● **DOCUMENT PASSAGE**:
====

Reinforcement Learning

Reinforcement Learning Problem

An agent continually interacts with the environment. How should it choose its actions so that its long-term rewards are maximized.

Reinforcement Learning is challenging in

continuous stream of input information, and we have to choose actions
effects of an action depend on the state of the agent in the world
obtain reward that depends on the state and actions
You know only the reward for your action, not other possible actions.
Could be a delay between action and reward.

Markov Decision Process (MDP)

MDP is the mathematical framework to describe RL problems.

A discounted MDP is defined by a tuple $(S, A, P, R, \gamma)$ where

$S$ state space, discrete or continuous (most cases discrete)
$A$ action space. we only consider finite action apace, i.e. $A = \{a_1,...,a_M\}$
$P$ transition probability
$R$ immediate reward distribution
$\gamma$ discount factor $0\leq \gamma \leq 1$

The agent has a state $s\in S$ in the environment.

At every time step $t = 0, 1,...$ the agent is at state $S_t$.

====

● **RECORD EXTRACTS**:
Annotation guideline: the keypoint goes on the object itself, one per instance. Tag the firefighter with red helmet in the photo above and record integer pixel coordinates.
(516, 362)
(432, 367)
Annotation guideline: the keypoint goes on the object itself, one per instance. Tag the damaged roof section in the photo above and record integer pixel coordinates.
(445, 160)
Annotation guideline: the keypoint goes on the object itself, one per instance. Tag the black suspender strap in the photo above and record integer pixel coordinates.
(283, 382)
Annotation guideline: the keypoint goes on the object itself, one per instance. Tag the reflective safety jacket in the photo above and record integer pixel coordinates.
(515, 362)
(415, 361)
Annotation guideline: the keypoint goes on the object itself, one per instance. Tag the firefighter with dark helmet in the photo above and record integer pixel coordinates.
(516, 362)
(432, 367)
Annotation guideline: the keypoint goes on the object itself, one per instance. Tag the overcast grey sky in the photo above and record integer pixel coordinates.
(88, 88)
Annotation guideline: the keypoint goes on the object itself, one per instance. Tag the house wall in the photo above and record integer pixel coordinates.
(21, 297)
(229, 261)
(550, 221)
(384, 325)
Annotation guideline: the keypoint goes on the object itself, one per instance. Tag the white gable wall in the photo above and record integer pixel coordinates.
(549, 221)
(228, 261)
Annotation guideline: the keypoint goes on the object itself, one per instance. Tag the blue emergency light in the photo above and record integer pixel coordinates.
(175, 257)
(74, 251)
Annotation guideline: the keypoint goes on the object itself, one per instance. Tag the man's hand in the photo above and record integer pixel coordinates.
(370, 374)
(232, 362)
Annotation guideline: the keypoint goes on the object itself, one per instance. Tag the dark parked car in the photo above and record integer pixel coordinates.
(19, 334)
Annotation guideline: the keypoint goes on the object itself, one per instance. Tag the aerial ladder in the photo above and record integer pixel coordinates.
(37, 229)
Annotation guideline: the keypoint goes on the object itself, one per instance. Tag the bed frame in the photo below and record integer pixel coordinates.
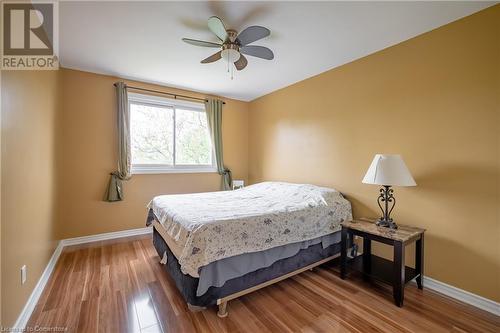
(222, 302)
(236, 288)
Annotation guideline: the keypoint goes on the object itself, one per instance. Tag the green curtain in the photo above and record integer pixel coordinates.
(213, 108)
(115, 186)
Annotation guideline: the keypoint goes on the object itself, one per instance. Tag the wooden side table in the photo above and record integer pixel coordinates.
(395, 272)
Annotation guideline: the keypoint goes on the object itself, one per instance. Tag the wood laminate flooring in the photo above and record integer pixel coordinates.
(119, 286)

====

● **REQUIRED ACTIONS**:
[A] Output the part of the records that opens with the line containing "the wood laminate" and runs through the end of the records as a two-column CSV with the headers request and point. Write one row per request, with each field in quotation marks and any line breaks replaced by spaces.
[B] Write what comes next in the reinforcement learning notes, starting after their last sentence.

● **RESULTS FOR EACH TASK**:
[A]
request,point
"Annotation guideline: the keypoint goes on the object itself, one per instance. Tag the wood laminate flooring in the photo above and record integer pixel coordinates.","(119, 286)"

[B]
Takes an action $A_t$
Moves into a new state $S_{t+1}$, according to the dynamics of the environment and the selected action, i.e., $S_{t+1}\sim P(\cdot|S_t, A_t)$
Receives some reward $R_t \sim R(\cdot|S_t, A_t, S_{t+1})$
Alternatively, $R_t \sim R(\cdot|S_t, A_t)$ or $R_t\sim R(\cdot |S_t)$

The action selection mechanism is described by a policy $\pi$, which is a mapping from states to actions, i.e., $A_t = \pi(S_t)$ (deterministic policy) or $A_t\sim \pi(\cdot|S_t)$ (stochastic policy).

The goal is to find a policy $\pi$ s.t. long term rewards of the agent is maximized.

Different notions of long-term reward:

Cumulative/total reward: $R_0 + R_1 + R_2 + ...$
Discounted (cumulative) reward: $R_0 + \gamma R_1 + \gamma^2 R_2 + ...$
- The discount factor $0\leq \gamma \leq 1$ determines how myopic the agent is.
- When $\gamma >> 0\Rightarrow $ more myopic, $\gamma >> 1\Rightarrow $ less myopic.

Transition Probability (or Dynamics)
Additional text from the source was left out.